-- Begin Supplied data --

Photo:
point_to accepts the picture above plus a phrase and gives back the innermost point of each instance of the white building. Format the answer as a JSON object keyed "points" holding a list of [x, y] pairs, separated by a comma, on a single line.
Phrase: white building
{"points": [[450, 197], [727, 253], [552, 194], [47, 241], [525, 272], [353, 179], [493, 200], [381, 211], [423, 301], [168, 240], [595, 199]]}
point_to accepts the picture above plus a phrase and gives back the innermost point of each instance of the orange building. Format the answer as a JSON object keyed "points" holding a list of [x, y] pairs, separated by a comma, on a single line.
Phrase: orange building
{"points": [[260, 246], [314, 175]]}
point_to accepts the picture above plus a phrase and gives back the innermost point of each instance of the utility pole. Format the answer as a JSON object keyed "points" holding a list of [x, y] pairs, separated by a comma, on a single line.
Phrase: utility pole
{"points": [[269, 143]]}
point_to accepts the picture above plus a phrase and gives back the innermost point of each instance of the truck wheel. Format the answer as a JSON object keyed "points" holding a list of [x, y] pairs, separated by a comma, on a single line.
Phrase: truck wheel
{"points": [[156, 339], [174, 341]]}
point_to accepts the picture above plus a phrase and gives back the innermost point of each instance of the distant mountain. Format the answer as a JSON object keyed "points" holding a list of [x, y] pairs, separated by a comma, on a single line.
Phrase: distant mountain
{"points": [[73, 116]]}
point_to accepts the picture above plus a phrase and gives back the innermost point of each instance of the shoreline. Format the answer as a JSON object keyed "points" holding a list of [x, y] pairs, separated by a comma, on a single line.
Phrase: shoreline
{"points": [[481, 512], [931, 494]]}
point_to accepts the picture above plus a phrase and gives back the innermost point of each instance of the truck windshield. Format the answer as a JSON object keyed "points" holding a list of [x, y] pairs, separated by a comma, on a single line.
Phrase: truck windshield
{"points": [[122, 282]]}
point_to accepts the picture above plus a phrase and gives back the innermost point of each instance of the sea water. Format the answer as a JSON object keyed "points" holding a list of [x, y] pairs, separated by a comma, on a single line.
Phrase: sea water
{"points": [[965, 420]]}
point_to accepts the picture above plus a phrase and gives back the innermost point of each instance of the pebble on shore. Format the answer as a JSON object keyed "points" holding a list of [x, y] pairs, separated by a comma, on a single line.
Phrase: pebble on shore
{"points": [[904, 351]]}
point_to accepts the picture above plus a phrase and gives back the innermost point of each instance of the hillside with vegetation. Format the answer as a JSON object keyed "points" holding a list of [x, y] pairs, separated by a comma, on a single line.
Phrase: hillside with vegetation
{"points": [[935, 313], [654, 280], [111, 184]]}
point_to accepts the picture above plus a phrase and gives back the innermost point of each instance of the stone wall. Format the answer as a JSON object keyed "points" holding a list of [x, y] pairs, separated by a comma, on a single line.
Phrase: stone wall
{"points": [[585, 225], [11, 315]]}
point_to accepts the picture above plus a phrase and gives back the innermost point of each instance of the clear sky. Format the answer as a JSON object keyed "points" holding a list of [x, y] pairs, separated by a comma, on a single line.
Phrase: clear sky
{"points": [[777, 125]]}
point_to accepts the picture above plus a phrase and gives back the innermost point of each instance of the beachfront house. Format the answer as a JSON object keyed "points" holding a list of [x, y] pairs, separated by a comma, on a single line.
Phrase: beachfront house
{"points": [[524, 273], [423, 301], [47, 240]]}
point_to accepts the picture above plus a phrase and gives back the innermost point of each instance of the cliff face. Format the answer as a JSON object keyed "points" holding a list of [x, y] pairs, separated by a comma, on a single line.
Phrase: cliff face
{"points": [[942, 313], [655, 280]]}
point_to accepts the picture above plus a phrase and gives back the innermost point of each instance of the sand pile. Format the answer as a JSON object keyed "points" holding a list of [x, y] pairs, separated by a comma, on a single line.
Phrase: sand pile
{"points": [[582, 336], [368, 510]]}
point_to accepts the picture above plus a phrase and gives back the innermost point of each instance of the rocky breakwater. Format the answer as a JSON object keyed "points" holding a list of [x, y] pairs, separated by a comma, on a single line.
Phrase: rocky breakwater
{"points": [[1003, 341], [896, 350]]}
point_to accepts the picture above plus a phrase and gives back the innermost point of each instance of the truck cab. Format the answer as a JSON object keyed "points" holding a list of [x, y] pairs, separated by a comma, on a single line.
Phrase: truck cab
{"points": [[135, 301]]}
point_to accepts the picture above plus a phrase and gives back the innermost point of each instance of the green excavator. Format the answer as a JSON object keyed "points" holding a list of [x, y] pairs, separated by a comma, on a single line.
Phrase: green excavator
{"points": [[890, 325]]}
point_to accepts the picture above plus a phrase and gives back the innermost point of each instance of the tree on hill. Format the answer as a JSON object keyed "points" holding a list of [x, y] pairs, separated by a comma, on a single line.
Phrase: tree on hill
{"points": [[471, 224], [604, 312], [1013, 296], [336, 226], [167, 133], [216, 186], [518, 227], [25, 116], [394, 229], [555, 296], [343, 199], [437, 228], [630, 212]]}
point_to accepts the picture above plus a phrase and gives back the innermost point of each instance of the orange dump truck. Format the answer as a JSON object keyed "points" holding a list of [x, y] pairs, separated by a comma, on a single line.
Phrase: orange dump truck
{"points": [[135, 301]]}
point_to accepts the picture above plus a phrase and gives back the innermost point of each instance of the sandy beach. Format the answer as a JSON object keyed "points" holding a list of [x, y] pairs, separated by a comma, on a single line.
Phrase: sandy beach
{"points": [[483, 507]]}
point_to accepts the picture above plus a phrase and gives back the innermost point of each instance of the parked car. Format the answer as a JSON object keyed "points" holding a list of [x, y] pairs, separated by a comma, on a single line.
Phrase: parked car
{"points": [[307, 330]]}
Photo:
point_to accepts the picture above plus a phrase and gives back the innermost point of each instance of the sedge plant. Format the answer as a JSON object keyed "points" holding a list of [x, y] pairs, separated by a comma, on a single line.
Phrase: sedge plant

-- End Supplied data --

Set task: Can you render all the items above as a numbered list, leaving out blank lines?

Task answer:
1. Photo:
2. point_to accepts the picture above plus a phrase and gives back the innermost point of each instance of the white building. Format the answer as a JSON object keyed "points" holding a list of [x, y] pairs, separated by a comma, on a single line.
3. Phrase: white building
4. {"points": [[450, 197], [727, 253], [552, 194], [47, 241], [525, 272], [353, 179], [493, 200], [381, 211], [423, 301], [168, 240], [595, 199]]}
5. point_to accepts the picture above plus a phrase and gives back the innermost point of each instance of the orange building. Format the answer as a JSON object keyed "points" holding a list of [x, y] pairs, separated by a comma, on a single line.
6. Phrase: orange building
7. {"points": [[260, 246], [314, 175]]}
8. point_to accepts the picture above plus a phrase and gives back the innermost point of each instance of the utility pole. Format the answer as a JSON object keyed "points" holding a list of [x, y] pairs, separated by a comma, on a single line.
9. Phrase: utility pole
10. {"points": [[269, 143]]}
11. point_to accepts the picture above plus a phrase and gives back the innermost point of each instance of the truck wheel. Format the answer as a JSON object keyed "points" holding a list of [x, y] pairs, separated by a comma, on a single line.
12. Phrase: truck wheel
13. {"points": [[156, 339], [174, 341]]}
14. point_to accepts the picture above plus a phrase and gives back the innermost point of each instance of the distant mountain. Format the answer as a JSON object keyed "points" holding a list of [x, y] pairs, separated by a comma, on a single line.
15. Phrase: distant mountain
16. {"points": [[73, 116]]}
17. point_to accepts the picture above plus a phrase and gives back the innermost point of each instance of the shoreline. Format the answer as a JSON object keyed "points" holding a list of [x, y] pairs, separated by a comma, on a single line.
18. Phrase: shoreline
19. {"points": [[481, 512], [931, 494]]}
20. point_to accepts the picture above plus a phrase and gives back the innermost point of each instance of the truck windshield. Format the answer as a JSON object keyed "points" holding a list of [x, y] pairs, separated by a comma, on a single line.
21. Phrase: truck windshield
22. {"points": [[122, 282]]}
23. point_to accepts the picture above plus a phrase and gives back the innermost point of each instance of the sea water. Format the answer as a JSON object keyed "points" holding a list of [x, y] pairs, separated by a comma, on a single line.
24. Phrase: sea water
25. {"points": [[965, 420]]}
26. point_to accepts the picture above plus a phrase and gives back the innermost point of each instance of the pebble on shore. Format the answer as a JSON object keyed "points" holding a list of [x, y] pairs, separated by a comma, on a single line.
27. Phrase: pebble on shore
28. {"points": [[904, 351]]}
29. point_to accepts the picture above plus a phrase and gives back the innermost point of each instance of the hillside with vegetation. Format the answer as a JSON object keyed "points" holding a list of [x, y] pairs, separated by a comma, on a single line.
30. Phrase: hillside with vegetation
31. {"points": [[935, 313], [654, 280], [111, 184]]}
32. point_to accepts the picture above plus a phrase and gives back the innermost point of each instance of the stone wall. Format the answer as a JSON object keyed "points" holding a list of [x, y] pairs, separated by a comma, on a single line.
33. Phrase: stone wall
34. {"points": [[585, 225], [11, 315]]}
35. point_to accepts the picture above plus a phrase and gives back the innermost point of each instance of the clear sky. Format the answer as a JSON object keyed "points" holding a list of [x, y] pairs, separated by a comma, on a single line.
36. Phrase: clear sky
37. {"points": [[777, 125]]}
38. point_to accepts the picture above plus a phrase and gives back the innermost point of each instance of the beachfront house. Format the answer as a JSON object keyed "points" holding a list of [x, y] pairs, separated by a comma, on a single line.
39. Phrase: beachfront house
40. {"points": [[524, 273], [423, 301], [47, 240]]}
41. point_to accepts the picture above plus a phrase and gives back the innermost point of each instance of the cliff face. Format the answer as a JSON object keyed "points" holding a list of [x, y] pairs, separated by a comma, on a single line.
42. Phrase: cliff face
43. {"points": [[942, 313], [655, 280]]}
44. point_to accepts the picture above plus a phrase and gives back the innermost point of each instance of the sand pile. Format the answer as a JSON object keyed "points" holding a list of [x, y] pairs, separated by a comma, on a single line.
45. Phrase: sand pile
46. {"points": [[582, 336], [368, 510]]}
47. point_to accepts the picture above plus a phrase and gives back the innermost point of each instance of the rocky breakwater. Format the answer as a JSON object keyed "points" holding a list of [x, y] pairs, separated by a comma, on a single line.
48. Phrase: rocky breakwater
49. {"points": [[1003, 341], [896, 350]]}
50. point_to accepts the picture above plus a phrase and gives back the innermost point of each instance of the truck cab. Format the answer as a JSON object keyed "points" holding a list of [x, y] pairs, separated by a comma, on a single line.
51. Phrase: truck cab
52. {"points": [[135, 301]]}
53. point_to accepts the picture above plus a phrase and gives back the innermost point of each instance of the green excavator. Format the answer as a JSON object keyed "points" holding a list of [x, y] pairs, separated by a comma, on a single line.
54. Phrase: green excavator
55. {"points": [[890, 325]]}
56. point_to accepts the picture above plus a phrase and gives back the innermost point of each instance of the tree on hill. Format the answer as a JSON object keyed "points" holding a list of [x, y] pairs, separated by a comma, on a single line.
57. Phrase: tree on hill
58. {"points": [[471, 224], [604, 312], [1013, 296], [336, 226], [167, 133], [216, 186], [518, 227], [25, 116], [394, 229], [555, 296], [343, 199], [437, 228], [630, 212]]}
59. point_to accepts the picture above plus a phrase and gives back the innermost point of each instance of the orange dump truck. Format the answer as a JSON object keyed "points" holding a list of [x, y] pairs, separated by a comma, on a single line.
60. Phrase: orange dump truck
61. {"points": [[135, 301]]}
62. point_to accepts the picture above plus a phrase and gives back the innermost point of each instance of the sandy beach. Format the answer as a JSON object keyed "points" holding a list of [x, y] pairs, separated by a comma, on a single line.
63. Phrase: sandy beach
64. {"points": [[483, 507]]}
65. point_to accepts the picture above plus a phrase and gives back the innermost point of each instance of the parked car. Format the answer as a JSON object keyed "points" holding a list of [x, y] pairs, separated by a comma, on a single line.
66. Phrase: parked car
67. {"points": [[307, 330]]}
68. Photo:
69. point_to accepts the picture above plus a phrase and gives back the innermost point of each instance of the sedge plant. Format the answer as a JSON object keyed "points" holding a list of [x, y] pairs, separated by a comma, on a single line.
70. Phrase: sedge plant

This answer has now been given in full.